• **Exercise prompt**
Exactly as given, repeat all of the entries.

====== Data in this exercise

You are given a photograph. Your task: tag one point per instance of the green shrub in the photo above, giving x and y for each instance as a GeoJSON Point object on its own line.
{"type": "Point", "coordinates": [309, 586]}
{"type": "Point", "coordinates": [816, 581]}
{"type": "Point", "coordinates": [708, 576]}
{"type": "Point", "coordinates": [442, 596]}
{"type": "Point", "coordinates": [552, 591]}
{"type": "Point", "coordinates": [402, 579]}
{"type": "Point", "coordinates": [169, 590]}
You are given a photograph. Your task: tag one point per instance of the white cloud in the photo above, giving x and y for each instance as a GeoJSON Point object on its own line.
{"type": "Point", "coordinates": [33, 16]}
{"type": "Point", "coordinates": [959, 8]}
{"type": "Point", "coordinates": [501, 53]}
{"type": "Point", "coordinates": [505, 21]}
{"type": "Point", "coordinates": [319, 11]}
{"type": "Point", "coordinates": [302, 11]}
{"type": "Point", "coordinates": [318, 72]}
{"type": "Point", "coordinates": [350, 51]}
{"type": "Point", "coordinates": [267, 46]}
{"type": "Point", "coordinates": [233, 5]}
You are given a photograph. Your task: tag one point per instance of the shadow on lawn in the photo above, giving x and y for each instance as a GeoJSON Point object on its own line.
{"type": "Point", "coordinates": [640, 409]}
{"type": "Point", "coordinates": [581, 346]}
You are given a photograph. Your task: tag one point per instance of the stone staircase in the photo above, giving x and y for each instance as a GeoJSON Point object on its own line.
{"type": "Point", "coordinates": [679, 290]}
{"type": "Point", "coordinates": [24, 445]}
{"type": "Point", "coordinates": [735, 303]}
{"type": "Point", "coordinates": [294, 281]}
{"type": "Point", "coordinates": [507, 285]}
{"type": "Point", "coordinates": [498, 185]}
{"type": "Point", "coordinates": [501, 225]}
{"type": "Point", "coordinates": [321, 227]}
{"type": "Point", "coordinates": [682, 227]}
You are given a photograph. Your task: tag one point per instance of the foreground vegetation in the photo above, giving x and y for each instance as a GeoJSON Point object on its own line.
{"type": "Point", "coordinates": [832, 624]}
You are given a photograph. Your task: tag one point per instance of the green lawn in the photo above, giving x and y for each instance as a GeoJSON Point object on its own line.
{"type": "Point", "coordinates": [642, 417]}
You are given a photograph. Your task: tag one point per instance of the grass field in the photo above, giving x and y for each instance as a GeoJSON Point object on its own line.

============

• **Output of the task**
You are given a photograph. Your task: tag one point per instance of the green shrub in the photo above, giving x and y for each instance as a GeoJSON Point object on its own line.
{"type": "Point", "coordinates": [309, 586]}
{"type": "Point", "coordinates": [816, 581]}
{"type": "Point", "coordinates": [708, 576]}
{"type": "Point", "coordinates": [442, 596]}
{"type": "Point", "coordinates": [552, 591]}
{"type": "Point", "coordinates": [402, 579]}
{"type": "Point", "coordinates": [169, 590]}
You are given a photograph. Your task: tag one point per instance of the white cloud in the photo above, giving x and y for each instance as a GeoJSON Point object on its own line.
{"type": "Point", "coordinates": [33, 16]}
{"type": "Point", "coordinates": [959, 8]}
{"type": "Point", "coordinates": [501, 53]}
{"type": "Point", "coordinates": [505, 21]}
{"type": "Point", "coordinates": [319, 11]}
{"type": "Point", "coordinates": [302, 11]}
{"type": "Point", "coordinates": [318, 72]}
{"type": "Point", "coordinates": [350, 51]}
{"type": "Point", "coordinates": [267, 46]}
{"type": "Point", "coordinates": [233, 5]}
You are given a photograph. Your task: tag one point per instance of the shadow on lawn in the photo above, giving x and y for each instance as a GeoJSON Point object on its own line.
{"type": "Point", "coordinates": [640, 409]}
{"type": "Point", "coordinates": [581, 346]}
You are given a photograph. Your task: tag one point per instance of the stone staircase in the photo above, giving x and y for each instance as a GeoJSON Point object on its own line.
{"type": "Point", "coordinates": [679, 290]}
{"type": "Point", "coordinates": [24, 445]}
{"type": "Point", "coordinates": [735, 303]}
{"type": "Point", "coordinates": [294, 281]}
{"type": "Point", "coordinates": [507, 285]}
{"type": "Point", "coordinates": [498, 185]}
{"type": "Point", "coordinates": [501, 225]}
{"type": "Point", "coordinates": [321, 227]}
{"type": "Point", "coordinates": [682, 227]}
You are given a photograph. Your task: tag one point per instance of the foreground vegetation in the photo above, giving x and y for each instance as a GeoJSON Point object on its own line.
{"type": "Point", "coordinates": [832, 624]}
You are given a photograph. Your task: tag one point per instance of the green lawn in the photo above, giving x and y for each instance as a GeoJSON Point object on its own line.
{"type": "Point", "coordinates": [642, 417]}
You are given a photograph. Your task: tag one point per instance of the grass field in the photo above, giving x and y for each instance as a GeoJSON Point object on its own line.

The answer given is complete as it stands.